State how many lines of the records below contain the string "plant", counting only matches with the same uppercase and lowercase letters. Reply with the number alone.
----- SOURCE DATA
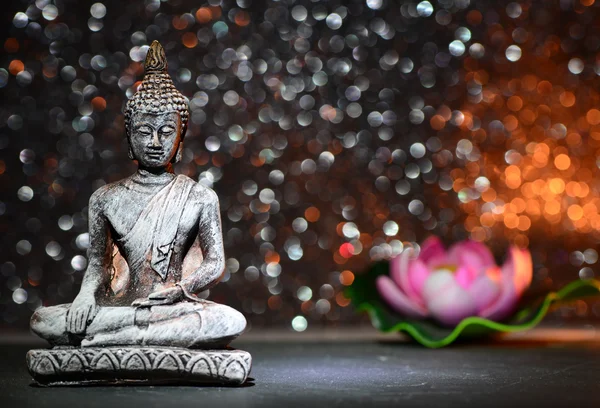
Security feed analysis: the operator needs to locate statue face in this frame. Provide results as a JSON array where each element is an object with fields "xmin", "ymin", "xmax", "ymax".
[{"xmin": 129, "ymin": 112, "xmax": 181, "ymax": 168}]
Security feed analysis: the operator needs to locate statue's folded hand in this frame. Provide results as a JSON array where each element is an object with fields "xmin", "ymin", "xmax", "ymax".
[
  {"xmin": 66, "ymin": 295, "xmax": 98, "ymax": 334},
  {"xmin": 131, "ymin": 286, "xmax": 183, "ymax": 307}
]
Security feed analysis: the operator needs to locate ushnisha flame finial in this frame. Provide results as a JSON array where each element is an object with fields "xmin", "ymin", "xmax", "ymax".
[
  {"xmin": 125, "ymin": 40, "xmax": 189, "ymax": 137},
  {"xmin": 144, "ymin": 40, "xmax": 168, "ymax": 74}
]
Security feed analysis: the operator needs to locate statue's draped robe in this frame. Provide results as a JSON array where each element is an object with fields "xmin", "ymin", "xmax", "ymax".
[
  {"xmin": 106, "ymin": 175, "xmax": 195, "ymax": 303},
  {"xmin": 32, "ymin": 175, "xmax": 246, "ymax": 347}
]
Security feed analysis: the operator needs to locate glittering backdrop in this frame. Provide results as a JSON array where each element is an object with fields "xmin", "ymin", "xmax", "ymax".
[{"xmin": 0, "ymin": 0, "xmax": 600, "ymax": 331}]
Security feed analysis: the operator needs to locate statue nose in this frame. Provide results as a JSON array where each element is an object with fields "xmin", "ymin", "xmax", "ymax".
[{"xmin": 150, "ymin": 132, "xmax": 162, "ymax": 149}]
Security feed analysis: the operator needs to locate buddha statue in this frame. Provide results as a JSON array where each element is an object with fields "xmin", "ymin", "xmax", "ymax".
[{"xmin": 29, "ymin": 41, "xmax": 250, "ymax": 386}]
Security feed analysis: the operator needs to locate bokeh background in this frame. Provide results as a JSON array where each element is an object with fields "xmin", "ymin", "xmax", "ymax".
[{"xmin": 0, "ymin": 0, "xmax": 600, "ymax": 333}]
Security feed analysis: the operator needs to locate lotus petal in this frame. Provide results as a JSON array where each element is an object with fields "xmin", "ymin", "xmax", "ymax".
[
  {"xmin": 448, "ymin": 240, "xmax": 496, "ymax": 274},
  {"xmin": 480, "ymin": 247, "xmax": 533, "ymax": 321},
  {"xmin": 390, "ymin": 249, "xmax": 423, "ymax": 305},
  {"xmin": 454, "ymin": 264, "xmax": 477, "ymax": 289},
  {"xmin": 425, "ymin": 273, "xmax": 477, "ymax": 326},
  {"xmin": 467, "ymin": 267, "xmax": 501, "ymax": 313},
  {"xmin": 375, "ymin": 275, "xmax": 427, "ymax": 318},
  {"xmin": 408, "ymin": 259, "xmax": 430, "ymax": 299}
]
----------
----- SOURCE DATA
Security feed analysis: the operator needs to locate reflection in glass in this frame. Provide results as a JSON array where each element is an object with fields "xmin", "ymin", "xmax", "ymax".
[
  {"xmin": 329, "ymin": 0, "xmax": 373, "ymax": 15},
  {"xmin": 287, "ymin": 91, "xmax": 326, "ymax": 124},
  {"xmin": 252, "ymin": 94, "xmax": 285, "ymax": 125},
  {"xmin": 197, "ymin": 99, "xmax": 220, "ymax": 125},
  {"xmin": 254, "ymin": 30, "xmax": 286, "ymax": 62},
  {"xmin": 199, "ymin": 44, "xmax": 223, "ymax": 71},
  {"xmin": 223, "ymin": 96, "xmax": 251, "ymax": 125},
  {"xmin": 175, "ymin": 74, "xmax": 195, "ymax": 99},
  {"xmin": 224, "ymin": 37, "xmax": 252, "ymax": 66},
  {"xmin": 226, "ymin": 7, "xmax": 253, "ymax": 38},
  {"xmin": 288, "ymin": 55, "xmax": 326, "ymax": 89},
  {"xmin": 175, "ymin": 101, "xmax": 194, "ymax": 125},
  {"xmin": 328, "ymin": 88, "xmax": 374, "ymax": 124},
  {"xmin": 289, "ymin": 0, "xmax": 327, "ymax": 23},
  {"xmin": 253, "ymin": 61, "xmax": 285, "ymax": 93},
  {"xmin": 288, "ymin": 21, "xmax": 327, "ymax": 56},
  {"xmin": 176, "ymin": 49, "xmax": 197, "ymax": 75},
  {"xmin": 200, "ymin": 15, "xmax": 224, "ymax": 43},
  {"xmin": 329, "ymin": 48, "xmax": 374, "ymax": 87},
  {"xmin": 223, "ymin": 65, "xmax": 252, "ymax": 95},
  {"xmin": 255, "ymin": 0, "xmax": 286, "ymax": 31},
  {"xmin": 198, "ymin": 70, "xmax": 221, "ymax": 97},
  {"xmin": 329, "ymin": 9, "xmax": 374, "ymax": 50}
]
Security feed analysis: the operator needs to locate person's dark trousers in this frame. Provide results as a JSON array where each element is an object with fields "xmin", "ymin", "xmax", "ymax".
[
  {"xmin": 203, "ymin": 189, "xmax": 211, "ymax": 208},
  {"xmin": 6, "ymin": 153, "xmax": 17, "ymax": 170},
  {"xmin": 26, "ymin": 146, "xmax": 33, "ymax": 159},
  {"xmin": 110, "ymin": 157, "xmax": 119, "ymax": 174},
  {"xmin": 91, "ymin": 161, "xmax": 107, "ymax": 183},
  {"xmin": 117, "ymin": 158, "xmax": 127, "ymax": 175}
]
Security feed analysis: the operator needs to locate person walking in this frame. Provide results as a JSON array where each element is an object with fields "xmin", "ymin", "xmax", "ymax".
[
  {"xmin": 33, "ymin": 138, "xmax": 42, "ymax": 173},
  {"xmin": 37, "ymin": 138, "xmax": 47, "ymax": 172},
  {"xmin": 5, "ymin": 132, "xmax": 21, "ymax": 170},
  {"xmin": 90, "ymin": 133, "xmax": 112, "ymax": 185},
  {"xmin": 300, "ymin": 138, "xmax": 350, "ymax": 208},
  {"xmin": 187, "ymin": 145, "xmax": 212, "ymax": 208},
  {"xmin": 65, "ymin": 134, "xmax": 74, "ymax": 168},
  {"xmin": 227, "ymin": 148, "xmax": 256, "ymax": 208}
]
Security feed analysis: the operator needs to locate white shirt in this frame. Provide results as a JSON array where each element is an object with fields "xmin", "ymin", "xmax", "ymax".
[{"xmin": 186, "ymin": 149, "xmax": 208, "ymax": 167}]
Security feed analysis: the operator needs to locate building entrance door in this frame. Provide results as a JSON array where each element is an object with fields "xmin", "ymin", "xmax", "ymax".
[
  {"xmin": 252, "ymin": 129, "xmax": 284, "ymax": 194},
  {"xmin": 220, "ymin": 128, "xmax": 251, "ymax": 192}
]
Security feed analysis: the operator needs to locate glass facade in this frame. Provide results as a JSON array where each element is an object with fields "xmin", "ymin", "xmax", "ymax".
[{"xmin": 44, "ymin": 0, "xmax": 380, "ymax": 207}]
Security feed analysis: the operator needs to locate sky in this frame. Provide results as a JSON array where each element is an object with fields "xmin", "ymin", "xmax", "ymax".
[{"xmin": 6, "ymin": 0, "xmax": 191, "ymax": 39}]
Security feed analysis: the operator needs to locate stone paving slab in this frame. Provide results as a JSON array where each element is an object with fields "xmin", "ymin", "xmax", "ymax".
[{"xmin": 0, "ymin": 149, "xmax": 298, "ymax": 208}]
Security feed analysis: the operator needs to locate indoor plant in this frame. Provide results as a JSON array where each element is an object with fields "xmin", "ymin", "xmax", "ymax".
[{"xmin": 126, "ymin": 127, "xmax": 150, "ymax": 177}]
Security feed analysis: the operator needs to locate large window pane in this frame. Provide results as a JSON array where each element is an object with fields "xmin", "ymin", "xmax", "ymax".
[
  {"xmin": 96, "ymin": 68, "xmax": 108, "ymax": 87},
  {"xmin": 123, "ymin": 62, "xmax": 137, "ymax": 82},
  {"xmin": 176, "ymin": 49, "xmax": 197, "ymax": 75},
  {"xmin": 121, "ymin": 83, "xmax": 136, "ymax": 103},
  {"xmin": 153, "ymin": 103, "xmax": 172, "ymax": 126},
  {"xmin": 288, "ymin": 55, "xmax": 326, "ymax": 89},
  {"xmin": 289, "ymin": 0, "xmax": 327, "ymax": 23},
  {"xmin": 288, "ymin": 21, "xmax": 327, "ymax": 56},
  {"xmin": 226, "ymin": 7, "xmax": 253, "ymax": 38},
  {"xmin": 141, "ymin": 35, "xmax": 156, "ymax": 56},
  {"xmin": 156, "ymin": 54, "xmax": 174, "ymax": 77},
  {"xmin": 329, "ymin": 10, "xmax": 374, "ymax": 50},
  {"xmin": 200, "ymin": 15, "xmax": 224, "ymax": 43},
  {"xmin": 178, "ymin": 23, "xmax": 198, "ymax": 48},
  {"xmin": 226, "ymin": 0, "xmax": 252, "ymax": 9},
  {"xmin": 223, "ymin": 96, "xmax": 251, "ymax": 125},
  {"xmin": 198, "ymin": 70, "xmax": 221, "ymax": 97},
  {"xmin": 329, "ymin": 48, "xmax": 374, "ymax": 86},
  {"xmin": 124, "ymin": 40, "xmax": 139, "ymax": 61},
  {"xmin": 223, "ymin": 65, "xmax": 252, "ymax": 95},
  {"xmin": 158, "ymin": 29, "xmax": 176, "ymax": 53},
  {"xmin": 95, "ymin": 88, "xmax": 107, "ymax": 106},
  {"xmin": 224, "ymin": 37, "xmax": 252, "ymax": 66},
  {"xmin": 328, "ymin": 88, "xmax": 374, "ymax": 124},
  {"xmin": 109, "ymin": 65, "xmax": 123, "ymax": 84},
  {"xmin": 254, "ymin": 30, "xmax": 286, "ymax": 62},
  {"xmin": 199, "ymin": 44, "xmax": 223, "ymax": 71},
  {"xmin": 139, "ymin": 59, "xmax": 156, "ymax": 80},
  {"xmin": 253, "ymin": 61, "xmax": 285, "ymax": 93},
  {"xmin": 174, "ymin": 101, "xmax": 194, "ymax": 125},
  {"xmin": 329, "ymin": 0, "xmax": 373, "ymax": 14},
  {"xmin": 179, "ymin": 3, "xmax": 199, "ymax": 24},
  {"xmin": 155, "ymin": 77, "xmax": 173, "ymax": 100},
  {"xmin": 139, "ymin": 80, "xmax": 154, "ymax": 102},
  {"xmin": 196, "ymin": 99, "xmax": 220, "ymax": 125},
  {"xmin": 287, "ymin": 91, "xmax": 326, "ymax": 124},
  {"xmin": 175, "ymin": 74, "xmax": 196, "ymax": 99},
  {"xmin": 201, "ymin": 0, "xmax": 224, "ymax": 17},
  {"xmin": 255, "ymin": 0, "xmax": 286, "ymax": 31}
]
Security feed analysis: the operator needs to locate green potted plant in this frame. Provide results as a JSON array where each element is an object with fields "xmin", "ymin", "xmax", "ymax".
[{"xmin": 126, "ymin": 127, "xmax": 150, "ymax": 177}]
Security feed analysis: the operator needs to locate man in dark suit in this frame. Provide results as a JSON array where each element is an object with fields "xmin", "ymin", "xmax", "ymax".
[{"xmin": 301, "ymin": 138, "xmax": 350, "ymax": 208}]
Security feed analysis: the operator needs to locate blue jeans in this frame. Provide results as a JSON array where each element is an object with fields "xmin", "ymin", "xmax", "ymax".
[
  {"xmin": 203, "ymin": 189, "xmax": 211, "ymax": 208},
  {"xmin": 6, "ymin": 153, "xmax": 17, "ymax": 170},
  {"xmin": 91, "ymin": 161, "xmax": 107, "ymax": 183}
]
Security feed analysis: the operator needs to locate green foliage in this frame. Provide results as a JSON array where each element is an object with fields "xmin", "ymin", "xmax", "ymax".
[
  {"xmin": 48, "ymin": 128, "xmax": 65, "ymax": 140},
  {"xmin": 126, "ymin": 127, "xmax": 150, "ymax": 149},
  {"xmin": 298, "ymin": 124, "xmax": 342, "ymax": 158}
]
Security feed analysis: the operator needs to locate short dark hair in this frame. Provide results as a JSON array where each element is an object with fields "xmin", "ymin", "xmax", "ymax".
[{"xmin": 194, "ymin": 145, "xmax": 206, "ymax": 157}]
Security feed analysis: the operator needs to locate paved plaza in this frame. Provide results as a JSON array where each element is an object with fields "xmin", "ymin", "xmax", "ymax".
----------
**RESPONSE TO THE TASK:** 2